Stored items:
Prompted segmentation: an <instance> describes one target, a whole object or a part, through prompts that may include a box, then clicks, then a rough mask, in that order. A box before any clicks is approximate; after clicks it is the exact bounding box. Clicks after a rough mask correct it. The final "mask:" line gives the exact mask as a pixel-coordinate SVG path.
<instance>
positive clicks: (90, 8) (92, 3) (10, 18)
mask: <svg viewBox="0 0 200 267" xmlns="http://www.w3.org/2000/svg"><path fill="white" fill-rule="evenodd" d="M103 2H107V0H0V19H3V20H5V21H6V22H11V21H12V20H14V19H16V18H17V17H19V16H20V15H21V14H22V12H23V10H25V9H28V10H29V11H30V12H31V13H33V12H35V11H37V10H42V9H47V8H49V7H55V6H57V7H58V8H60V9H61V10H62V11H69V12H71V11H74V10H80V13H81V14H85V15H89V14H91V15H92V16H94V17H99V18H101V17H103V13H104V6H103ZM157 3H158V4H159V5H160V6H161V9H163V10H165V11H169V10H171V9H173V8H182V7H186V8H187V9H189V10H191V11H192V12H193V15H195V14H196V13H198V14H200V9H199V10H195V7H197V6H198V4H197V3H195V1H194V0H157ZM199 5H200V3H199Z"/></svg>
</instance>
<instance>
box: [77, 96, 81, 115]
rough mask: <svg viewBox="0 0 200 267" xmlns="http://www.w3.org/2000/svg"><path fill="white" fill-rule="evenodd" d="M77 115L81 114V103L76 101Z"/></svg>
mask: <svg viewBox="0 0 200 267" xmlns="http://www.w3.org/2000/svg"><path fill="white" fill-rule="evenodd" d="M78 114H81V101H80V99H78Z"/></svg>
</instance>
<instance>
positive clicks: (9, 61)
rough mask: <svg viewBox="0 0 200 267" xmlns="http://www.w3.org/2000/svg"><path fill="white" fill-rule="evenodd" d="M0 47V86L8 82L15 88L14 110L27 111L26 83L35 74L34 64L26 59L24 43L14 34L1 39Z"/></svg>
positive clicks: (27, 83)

» Brief
Each line above needs to be repeated exactly, with nothing omitted.

» Response below
Prompted segmentation: an <instance> describes one target, a whole object or a part, through prompts that may include a box, then clicks, then a rough mask, in that order. A box before any clicks is approximate; after clicks it is the exact bounding box. Clicks after a rough mask correct it. The final "mask:" line gives the exact mask as a pixel-coordinate SVG path.
<instance>
positive clicks: (90, 8) (92, 3) (10, 18)
mask: <svg viewBox="0 0 200 267" xmlns="http://www.w3.org/2000/svg"><path fill="white" fill-rule="evenodd" d="M103 2H107V0H0V19H3V20H5V21H6V22H11V21H12V20H14V19H16V18H17V17H19V16H20V15H21V14H22V12H23V10H25V9H28V10H29V11H30V12H31V13H33V12H35V11H37V10H42V9H47V8H49V7H55V6H57V7H58V8H60V9H61V10H62V11H69V12H71V11H74V10H80V13H81V14H85V15H89V14H91V15H92V16H94V17H99V18H101V17H103V13H104V6H103ZM157 3H158V4H159V5H160V6H161V9H163V10H165V11H169V10H171V9H173V8H182V7H186V8H187V9H189V10H191V11H192V12H193V15H195V14H196V13H198V14H200V9H199V10H195V7H197V6H198V4H197V3H195V1H194V0H157ZM199 5H200V3H199Z"/></svg>
</instance>
<instance>
box: [77, 96, 81, 115]
rough mask: <svg viewBox="0 0 200 267" xmlns="http://www.w3.org/2000/svg"><path fill="white" fill-rule="evenodd" d="M77 115L81 114V103L76 101Z"/></svg>
mask: <svg viewBox="0 0 200 267" xmlns="http://www.w3.org/2000/svg"><path fill="white" fill-rule="evenodd" d="M78 114H81V101H80V99H78Z"/></svg>
</instance>
<instance>
positive clicks: (9, 61)
rough mask: <svg viewBox="0 0 200 267" xmlns="http://www.w3.org/2000/svg"><path fill="white" fill-rule="evenodd" d="M0 47V86L8 82L15 88L14 110L27 111L26 83L35 74L34 64L26 59L24 43L14 34L1 39Z"/></svg>
positive clicks: (27, 83)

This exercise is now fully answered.